_WHAT THE EXERCISE ASKS_:
How many lines in the listing below contain the string "bracelet"? Say only the number.

_RECORDS FOR THIS EXERCISE_:
• • • • •
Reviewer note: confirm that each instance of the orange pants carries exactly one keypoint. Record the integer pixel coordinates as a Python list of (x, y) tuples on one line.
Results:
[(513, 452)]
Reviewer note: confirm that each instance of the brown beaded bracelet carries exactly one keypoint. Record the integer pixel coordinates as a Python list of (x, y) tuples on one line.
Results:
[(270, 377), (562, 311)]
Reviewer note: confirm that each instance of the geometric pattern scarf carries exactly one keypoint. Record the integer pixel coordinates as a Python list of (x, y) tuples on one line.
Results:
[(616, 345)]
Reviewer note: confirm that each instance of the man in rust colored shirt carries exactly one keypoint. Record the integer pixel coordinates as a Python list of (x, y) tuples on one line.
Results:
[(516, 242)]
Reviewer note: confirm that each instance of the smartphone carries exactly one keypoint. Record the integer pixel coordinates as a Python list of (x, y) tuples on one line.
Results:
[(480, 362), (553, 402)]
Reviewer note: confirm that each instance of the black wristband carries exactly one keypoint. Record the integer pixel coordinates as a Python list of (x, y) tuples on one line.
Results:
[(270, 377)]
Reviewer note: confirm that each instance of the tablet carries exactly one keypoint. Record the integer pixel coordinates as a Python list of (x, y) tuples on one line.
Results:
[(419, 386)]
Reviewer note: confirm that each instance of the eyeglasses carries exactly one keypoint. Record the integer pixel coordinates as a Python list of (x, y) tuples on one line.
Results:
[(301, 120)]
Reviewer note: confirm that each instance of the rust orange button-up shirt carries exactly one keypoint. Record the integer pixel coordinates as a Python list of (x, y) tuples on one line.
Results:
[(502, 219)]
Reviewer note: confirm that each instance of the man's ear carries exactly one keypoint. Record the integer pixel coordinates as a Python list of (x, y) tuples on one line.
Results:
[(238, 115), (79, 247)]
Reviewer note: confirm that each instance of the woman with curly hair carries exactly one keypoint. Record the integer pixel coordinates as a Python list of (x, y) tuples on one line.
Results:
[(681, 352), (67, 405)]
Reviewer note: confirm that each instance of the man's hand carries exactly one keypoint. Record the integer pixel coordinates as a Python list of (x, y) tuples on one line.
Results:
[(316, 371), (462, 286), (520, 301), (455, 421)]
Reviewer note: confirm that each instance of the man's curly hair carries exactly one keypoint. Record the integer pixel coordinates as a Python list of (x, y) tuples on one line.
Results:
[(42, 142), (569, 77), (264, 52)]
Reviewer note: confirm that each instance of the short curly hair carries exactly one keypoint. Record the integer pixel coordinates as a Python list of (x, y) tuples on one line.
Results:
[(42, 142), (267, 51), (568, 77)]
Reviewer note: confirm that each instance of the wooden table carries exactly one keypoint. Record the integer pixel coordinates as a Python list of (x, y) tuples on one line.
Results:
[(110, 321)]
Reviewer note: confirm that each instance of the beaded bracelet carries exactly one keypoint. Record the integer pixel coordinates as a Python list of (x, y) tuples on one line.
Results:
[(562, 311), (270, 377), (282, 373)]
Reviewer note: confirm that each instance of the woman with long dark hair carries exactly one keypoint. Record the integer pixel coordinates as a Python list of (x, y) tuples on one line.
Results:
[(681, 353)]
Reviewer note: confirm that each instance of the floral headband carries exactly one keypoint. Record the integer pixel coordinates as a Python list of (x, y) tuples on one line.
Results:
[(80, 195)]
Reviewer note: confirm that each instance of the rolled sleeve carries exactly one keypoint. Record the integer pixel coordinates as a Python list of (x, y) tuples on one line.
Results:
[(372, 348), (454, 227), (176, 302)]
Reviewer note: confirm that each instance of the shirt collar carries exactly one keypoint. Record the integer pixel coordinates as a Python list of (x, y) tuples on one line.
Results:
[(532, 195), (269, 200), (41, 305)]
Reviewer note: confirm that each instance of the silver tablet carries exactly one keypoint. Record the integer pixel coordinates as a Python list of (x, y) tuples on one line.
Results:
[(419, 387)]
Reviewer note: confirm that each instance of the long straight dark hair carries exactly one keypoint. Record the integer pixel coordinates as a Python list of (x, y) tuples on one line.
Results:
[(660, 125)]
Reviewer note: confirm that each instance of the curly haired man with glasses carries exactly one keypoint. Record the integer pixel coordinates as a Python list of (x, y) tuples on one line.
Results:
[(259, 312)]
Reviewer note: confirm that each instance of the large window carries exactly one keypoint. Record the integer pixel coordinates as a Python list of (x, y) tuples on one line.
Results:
• • • • •
_RESULT OF THE TASK_:
2